[Source data]
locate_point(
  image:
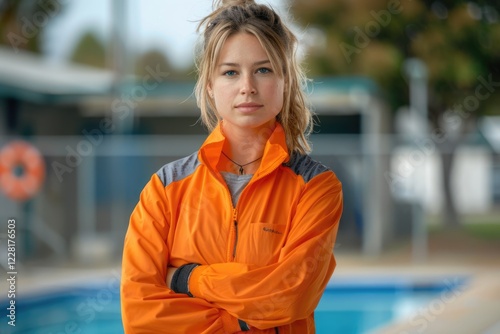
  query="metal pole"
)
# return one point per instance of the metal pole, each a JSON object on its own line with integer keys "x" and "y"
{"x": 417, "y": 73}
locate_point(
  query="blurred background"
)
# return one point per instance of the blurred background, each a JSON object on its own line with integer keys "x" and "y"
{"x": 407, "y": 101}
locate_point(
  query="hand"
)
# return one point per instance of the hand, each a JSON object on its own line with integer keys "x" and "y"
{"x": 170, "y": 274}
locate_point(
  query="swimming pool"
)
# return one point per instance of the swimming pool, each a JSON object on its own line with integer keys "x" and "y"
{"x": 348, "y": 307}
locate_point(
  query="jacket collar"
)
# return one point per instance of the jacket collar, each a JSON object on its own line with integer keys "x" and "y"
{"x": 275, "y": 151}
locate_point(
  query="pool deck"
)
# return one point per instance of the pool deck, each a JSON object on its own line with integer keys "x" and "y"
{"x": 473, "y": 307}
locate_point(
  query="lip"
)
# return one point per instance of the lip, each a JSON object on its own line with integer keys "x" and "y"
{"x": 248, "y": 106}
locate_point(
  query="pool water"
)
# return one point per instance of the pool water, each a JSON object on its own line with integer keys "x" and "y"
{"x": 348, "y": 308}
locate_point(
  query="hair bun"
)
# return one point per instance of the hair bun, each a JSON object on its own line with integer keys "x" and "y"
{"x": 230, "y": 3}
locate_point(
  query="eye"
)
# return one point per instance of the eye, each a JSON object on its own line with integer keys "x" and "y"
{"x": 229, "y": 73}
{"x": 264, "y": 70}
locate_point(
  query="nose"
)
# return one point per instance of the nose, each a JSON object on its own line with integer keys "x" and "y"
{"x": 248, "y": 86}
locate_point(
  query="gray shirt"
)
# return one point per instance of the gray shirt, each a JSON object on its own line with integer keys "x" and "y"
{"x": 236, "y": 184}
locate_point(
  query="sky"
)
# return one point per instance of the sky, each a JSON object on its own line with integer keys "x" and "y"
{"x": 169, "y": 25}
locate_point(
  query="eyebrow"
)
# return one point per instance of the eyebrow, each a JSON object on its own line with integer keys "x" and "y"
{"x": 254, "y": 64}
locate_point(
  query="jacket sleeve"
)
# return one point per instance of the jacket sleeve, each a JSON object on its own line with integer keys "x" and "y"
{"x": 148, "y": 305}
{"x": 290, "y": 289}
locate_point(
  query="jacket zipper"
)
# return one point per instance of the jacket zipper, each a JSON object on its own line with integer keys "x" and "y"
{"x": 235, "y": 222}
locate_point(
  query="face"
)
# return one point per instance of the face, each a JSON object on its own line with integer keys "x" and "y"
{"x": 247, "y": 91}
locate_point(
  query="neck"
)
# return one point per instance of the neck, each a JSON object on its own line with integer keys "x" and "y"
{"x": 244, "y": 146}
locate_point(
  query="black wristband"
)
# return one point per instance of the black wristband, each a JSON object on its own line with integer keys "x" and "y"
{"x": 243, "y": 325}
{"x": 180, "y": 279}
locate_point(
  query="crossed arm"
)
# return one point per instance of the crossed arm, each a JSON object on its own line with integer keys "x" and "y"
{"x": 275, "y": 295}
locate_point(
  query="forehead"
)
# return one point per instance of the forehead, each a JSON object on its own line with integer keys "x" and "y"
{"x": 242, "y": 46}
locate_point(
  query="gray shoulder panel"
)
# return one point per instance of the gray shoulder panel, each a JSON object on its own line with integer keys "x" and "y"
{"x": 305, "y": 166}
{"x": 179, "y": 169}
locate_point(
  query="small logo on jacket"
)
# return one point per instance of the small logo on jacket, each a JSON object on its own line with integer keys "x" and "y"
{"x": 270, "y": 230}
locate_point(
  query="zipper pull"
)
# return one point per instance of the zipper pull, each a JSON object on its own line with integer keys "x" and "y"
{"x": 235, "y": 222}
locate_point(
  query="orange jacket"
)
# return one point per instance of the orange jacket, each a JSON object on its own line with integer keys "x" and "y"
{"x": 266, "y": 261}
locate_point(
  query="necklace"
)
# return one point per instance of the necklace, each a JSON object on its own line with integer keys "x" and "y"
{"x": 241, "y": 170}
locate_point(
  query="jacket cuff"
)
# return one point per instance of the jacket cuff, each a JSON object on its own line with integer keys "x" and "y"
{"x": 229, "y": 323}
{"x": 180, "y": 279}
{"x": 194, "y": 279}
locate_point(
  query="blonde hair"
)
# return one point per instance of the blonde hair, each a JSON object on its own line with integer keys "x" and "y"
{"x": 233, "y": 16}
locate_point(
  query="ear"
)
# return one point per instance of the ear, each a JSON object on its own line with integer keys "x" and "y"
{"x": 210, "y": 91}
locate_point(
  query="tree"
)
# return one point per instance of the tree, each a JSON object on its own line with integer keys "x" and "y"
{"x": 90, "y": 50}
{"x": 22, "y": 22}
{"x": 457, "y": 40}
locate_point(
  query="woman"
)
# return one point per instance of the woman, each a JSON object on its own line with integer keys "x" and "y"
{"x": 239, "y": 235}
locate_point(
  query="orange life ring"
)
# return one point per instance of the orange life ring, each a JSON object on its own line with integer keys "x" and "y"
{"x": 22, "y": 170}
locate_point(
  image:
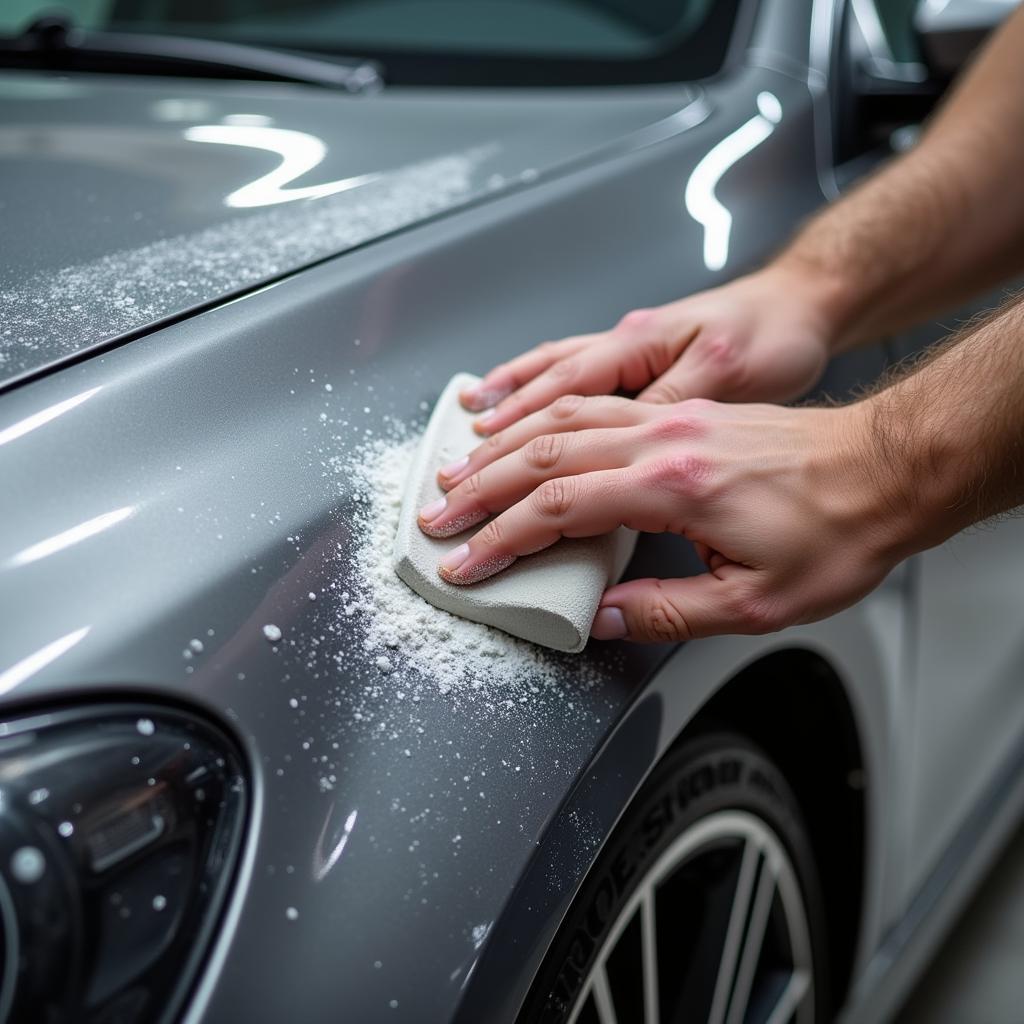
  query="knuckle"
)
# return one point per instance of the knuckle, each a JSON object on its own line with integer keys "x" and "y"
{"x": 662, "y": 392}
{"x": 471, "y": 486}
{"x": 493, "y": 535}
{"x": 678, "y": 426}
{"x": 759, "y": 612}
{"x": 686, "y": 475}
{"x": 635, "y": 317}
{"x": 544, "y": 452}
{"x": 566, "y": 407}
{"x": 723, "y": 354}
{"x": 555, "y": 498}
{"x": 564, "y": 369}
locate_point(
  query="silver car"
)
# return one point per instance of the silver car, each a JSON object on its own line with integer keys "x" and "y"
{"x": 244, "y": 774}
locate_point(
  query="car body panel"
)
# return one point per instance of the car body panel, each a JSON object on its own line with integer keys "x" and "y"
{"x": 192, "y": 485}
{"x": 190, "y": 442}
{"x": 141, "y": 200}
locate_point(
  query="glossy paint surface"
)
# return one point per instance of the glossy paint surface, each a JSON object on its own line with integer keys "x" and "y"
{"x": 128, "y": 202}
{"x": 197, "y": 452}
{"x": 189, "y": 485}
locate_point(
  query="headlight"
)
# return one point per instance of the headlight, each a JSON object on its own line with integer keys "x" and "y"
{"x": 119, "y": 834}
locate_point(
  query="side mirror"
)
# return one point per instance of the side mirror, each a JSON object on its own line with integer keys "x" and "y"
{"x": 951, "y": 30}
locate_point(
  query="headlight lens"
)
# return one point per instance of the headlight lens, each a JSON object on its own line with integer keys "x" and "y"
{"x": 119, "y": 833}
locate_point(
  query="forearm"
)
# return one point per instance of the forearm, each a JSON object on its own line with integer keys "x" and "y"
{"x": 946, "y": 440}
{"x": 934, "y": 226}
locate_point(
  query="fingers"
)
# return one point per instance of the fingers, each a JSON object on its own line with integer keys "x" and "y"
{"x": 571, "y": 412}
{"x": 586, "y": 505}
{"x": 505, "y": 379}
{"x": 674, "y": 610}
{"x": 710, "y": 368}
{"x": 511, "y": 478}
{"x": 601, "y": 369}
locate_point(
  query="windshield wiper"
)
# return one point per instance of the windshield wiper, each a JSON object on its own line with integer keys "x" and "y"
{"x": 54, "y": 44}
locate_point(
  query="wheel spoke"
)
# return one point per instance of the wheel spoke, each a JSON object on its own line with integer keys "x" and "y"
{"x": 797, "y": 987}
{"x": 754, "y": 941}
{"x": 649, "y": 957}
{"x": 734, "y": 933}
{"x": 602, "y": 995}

---

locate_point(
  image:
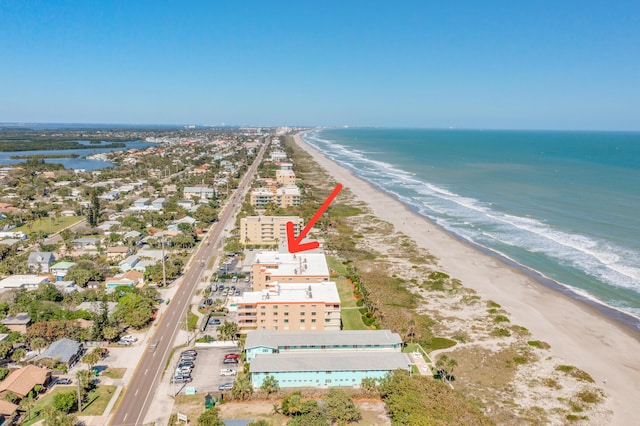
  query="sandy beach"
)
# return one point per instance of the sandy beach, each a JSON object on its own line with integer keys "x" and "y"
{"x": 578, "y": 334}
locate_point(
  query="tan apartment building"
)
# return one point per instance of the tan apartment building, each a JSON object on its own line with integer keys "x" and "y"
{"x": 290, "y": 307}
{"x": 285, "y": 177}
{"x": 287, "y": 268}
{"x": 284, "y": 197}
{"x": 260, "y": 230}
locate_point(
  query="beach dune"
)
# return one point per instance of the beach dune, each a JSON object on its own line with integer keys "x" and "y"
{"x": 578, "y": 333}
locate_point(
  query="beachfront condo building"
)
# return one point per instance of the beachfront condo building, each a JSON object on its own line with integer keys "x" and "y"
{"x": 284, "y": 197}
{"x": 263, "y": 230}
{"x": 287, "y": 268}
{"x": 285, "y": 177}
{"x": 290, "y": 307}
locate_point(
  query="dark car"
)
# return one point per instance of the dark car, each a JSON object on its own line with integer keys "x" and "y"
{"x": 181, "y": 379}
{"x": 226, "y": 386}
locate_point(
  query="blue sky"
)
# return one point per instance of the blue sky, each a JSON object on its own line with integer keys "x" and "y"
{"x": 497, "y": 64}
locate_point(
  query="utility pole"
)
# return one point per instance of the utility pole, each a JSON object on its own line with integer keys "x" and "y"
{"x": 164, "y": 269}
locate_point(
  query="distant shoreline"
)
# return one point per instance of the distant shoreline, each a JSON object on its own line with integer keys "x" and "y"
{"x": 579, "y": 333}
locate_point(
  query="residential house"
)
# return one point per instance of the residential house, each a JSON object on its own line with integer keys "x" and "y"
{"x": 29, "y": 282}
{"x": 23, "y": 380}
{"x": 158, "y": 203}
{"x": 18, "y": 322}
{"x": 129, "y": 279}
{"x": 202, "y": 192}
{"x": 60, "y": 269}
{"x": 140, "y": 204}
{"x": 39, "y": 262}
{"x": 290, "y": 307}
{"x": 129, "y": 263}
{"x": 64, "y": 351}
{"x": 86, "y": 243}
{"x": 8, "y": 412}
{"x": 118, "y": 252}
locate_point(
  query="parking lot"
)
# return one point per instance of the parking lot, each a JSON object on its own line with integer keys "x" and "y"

**Written instruction**
Report every line of the records above that contains the word "shoulder", matching case exactly.

**Completed exercise**
  query="gray shoulder panel"
# return one point per instance of the gray shoulder panel, each a JSON object on its own line with integer keys "x" and "y"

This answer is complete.